**EXERCISE**
Rewrite the Open Science post from "The grant-funding process" up to and including "and disseminated live.", substituting "research-funding" for "grant-funding".

**EXCERPTED TEXT**
* * * * *
Five suggestions for Open Science evangelists
A historical IT perspective on how to put science raw-data acquisition on auto-pilot.
This week I attended the @boraz lecture at UNC-Charlotte, and the debate-topic of Open Science was in the air. After some thought, and an email composition to Bora, I decided I would add to the public debate. First off, while I’m hardly even a citizen-scientist – my goal here is to offer, as best I can, a software-industry perspective on the important mission of Open Science.
Background:
At #scio11 I met a number of wonderful and passionate sci-geeks under the Science Online event umbrella nurtured by Bora and Anton Zuiker – @mistersugar. There I learned a bit about Open Science, and the concept of scientists publishing, and live-pushing their raw data to the web (a topic I recall also hearing about at an earlier Science Online event in Chapel Hill).
In Bora’s talk this week he drew historical comparisons between 2012 and the 1800’s when science data was much less lock-and-key. To anyone paying attention to tech and civic trends and the progress of mankind, there really is no debate here. Science data is headed out of the closet; just like open source software (code), just like citizen journalism (blogs), and just like civil discourse (Arab Spring). The only real political questions are how to get there faster, and maybe a bit about orderly transitions.
So How About A Strategy:
Below I’ve outlined a group of interrelated ideas to help drive Open Science, that are drawn from my experience working on various Internet and IT projects.
Place = KNOWN
Open Science needs one place, or one standard for, raw-data.
The grant-funding process often drives science developments. Groups such as NIH.gov and NSF.gov now require some researchers to publish portions of their data. A quick G-search shows lots of activity surrounding Open Science, including some messy debates I won’t go into, but here’s the nut – there does not appear to be any single or organized “Place” to put open science data, in particular raw data that in some cases could even be captured, and disseminated live.
By Place I mean, I set up my instrument, or a smartphone even to capture a data set, and I’m immediately faced with the challenge of where to put, and organize my data. Of course local-store, and later upload is fine, but this issue of where to put the live data / raw data is, in my opinion, holding things back.
* * * * *
[Dataset rows showing where objects appear]
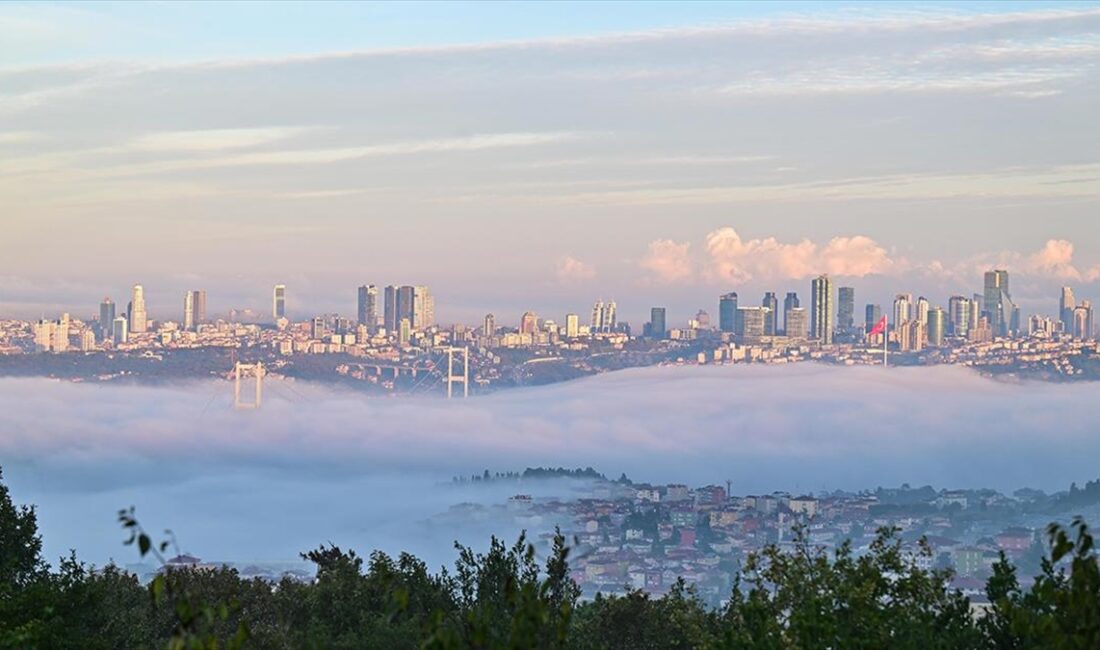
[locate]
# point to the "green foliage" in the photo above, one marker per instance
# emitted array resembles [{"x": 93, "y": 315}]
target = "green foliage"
[
  {"x": 792, "y": 597},
  {"x": 1062, "y": 609}
]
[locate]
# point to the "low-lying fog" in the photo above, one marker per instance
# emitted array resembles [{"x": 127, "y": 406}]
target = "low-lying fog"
[{"x": 319, "y": 464}]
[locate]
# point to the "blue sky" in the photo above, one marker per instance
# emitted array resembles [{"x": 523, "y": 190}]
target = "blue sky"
[
  {"x": 180, "y": 31},
  {"x": 541, "y": 156}
]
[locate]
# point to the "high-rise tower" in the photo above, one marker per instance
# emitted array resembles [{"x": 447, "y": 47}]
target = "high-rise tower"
[
  {"x": 139, "y": 320},
  {"x": 727, "y": 311},
  {"x": 278, "y": 301},
  {"x": 770, "y": 303},
  {"x": 846, "y": 310},
  {"x": 367, "y": 307},
  {"x": 1066, "y": 306},
  {"x": 999, "y": 306},
  {"x": 822, "y": 318}
]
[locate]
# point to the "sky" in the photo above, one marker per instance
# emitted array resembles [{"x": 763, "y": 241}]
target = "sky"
[
  {"x": 318, "y": 463},
  {"x": 520, "y": 156}
]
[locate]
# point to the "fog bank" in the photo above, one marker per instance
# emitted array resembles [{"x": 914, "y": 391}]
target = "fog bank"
[{"x": 318, "y": 463}]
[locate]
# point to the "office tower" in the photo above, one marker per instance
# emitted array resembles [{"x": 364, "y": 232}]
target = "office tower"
[
  {"x": 1066, "y": 306},
  {"x": 120, "y": 331},
  {"x": 771, "y": 318},
  {"x": 188, "y": 310},
  {"x": 422, "y": 309},
  {"x": 597, "y": 317},
  {"x": 937, "y": 327},
  {"x": 278, "y": 301},
  {"x": 872, "y": 314},
  {"x": 367, "y": 307},
  {"x": 998, "y": 303},
  {"x": 727, "y": 311},
  {"x": 199, "y": 301},
  {"x": 958, "y": 315},
  {"x": 106, "y": 318},
  {"x": 922, "y": 310},
  {"x": 389, "y": 314},
  {"x": 61, "y": 334},
  {"x": 317, "y": 328},
  {"x": 406, "y": 304},
  {"x": 821, "y": 309},
  {"x": 1084, "y": 327},
  {"x": 846, "y": 310},
  {"x": 572, "y": 326},
  {"x": 139, "y": 320},
  {"x": 903, "y": 309},
  {"x": 528, "y": 323},
  {"x": 87, "y": 341},
  {"x": 604, "y": 317},
  {"x": 796, "y": 322},
  {"x": 791, "y": 301},
  {"x": 657, "y": 326},
  {"x": 751, "y": 322},
  {"x": 43, "y": 335}
]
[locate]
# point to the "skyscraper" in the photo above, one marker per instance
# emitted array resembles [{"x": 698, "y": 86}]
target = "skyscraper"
[
  {"x": 1066, "y": 306},
  {"x": 795, "y": 322},
  {"x": 822, "y": 317},
  {"x": 1084, "y": 326},
  {"x": 872, "y": 314},
  {"x": 937, "y": 322},
  {"x": 998, "y": 301},
  {"x": 846, "y": 310},
  {"x": 367, "y": 307},
  {"x": 139, "y": 320},
  {"x": 317, "y": 329},
  {"x": 597, "y": 317},
  {"x": 528, "y": 323},
  {"x": 604, "y": 317},
  {"x": 903, "y": 309},
  {"x": 572, "y": 326},
  {"x": 958, "y": 315},
  {"x": 791, "y": 301},
  {"x": 657, "y": 326},
  {"x": 751, "y": 322},
  {"x": 404, "y": 304},
  {"x": 424, "y": 308},
  {"x": 391, "y": 317},
  {"x": 199, "y": 300},
  {"x": 278, "y": 301},
  {"x": 727, "y": 311},
  {"x": 106, "y": 318},
  {"x": 771, "y": 317},
  {"x": 922, "y": 310},
  {"x": 120, "y": 330},
  {"x": 188, "y": 310}
]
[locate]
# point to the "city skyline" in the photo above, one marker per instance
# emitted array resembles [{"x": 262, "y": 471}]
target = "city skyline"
[
  {"x": 832, "y": 311},
  {"x": 707, "y": 156}
]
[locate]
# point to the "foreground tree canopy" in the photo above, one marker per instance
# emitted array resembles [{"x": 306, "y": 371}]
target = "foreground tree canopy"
[{"x": 505, "y": 598}]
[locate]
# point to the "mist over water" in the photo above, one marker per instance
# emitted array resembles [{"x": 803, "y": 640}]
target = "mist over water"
[{"x": 319, "y": 464}]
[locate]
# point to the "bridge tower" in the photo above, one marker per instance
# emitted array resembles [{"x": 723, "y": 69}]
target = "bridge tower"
[
  {"x": 452, "y": 377},
  {"x": 242, "y": 370}
]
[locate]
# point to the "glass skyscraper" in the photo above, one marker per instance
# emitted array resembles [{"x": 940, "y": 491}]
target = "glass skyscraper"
[
  {"x": 771, "y": 317},
  {"x": 822, "y": 319},
  {"x": 278, "y": 301},
  {"x": 727, "y": 311}
]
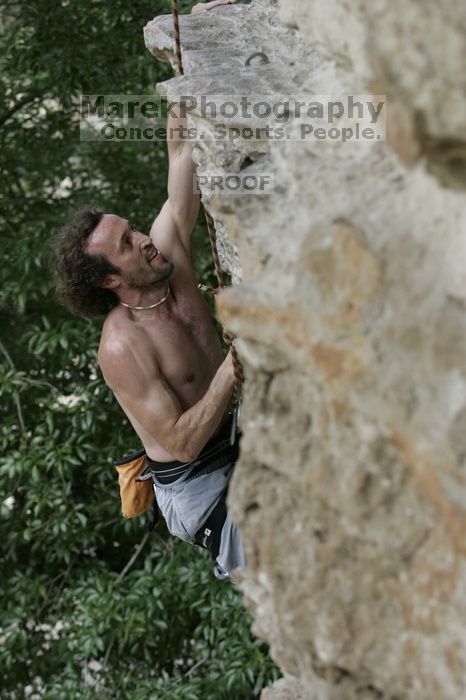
* * * * *
**SOLUTION TO THE EXERCISE**
The research-funding process often drives science developments. Groups such as NIH.gov and NSF.gov now require some researchers to publish portions of their data. A quick G-search shows lots of activity surrounding Open Science, including some messy debates I won’t go into, but here’s the nut – there does not appear to be any single or organized “Place” to put open science data, in particular raw data that in some cases could even be captured, and disseminated live.